Please count the lines in the data below that contain the string "graffiti". Reply with the number only.

*-*-*

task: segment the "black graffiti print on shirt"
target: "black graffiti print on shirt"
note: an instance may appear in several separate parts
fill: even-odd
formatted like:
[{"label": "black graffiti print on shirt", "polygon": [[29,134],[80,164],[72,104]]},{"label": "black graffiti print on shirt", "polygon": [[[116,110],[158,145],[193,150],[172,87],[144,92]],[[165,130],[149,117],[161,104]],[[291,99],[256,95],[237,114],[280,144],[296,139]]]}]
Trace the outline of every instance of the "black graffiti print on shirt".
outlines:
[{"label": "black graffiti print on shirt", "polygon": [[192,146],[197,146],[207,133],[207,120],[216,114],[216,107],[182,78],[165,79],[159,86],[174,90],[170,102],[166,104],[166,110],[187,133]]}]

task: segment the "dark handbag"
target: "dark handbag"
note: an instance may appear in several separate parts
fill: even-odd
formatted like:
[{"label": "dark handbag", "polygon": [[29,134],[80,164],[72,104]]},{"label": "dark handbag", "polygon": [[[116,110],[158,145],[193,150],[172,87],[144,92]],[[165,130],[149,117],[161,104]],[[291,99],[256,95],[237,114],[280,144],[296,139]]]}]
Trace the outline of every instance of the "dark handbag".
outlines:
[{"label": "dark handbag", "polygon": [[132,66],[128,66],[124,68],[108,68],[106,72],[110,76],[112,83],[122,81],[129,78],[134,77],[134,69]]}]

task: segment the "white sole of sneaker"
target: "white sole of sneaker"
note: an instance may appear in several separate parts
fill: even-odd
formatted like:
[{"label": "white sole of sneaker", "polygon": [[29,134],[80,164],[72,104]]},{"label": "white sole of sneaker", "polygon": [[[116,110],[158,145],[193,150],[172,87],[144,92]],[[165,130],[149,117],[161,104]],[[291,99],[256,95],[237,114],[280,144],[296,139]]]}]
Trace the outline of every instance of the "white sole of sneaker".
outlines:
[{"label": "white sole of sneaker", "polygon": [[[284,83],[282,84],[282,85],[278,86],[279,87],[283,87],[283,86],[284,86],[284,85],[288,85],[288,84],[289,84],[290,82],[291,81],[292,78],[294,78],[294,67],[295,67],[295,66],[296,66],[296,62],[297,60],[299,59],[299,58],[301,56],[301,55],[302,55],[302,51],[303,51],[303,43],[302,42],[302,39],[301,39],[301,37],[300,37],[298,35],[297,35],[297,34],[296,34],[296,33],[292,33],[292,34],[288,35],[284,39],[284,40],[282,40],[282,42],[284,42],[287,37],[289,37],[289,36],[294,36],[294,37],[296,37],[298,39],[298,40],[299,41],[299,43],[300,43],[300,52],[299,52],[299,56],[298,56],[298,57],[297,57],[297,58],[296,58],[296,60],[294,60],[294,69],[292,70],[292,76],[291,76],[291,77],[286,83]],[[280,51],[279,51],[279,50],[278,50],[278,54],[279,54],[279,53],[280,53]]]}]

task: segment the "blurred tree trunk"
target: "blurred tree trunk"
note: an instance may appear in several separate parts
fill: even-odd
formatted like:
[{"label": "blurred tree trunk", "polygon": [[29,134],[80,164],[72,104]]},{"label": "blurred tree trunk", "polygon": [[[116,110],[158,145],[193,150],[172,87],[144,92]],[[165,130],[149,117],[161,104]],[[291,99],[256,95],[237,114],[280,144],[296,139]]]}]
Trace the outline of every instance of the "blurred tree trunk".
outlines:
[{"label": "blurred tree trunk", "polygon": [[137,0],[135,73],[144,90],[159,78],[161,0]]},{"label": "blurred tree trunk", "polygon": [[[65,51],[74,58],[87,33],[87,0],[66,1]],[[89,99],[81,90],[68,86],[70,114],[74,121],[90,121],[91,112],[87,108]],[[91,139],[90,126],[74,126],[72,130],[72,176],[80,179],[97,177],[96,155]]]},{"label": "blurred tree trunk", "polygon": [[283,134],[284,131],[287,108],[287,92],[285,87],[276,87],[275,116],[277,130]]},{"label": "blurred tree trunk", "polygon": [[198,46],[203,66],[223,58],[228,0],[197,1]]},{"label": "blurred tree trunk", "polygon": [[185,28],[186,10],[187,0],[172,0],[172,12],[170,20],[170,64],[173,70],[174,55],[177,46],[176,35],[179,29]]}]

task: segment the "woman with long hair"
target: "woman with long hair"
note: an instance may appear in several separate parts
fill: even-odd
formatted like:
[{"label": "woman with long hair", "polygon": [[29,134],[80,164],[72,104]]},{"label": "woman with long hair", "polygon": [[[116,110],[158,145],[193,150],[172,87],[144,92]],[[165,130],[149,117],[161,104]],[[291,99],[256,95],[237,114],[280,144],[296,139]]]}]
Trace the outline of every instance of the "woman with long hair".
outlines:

*-*-*

* RESULT
5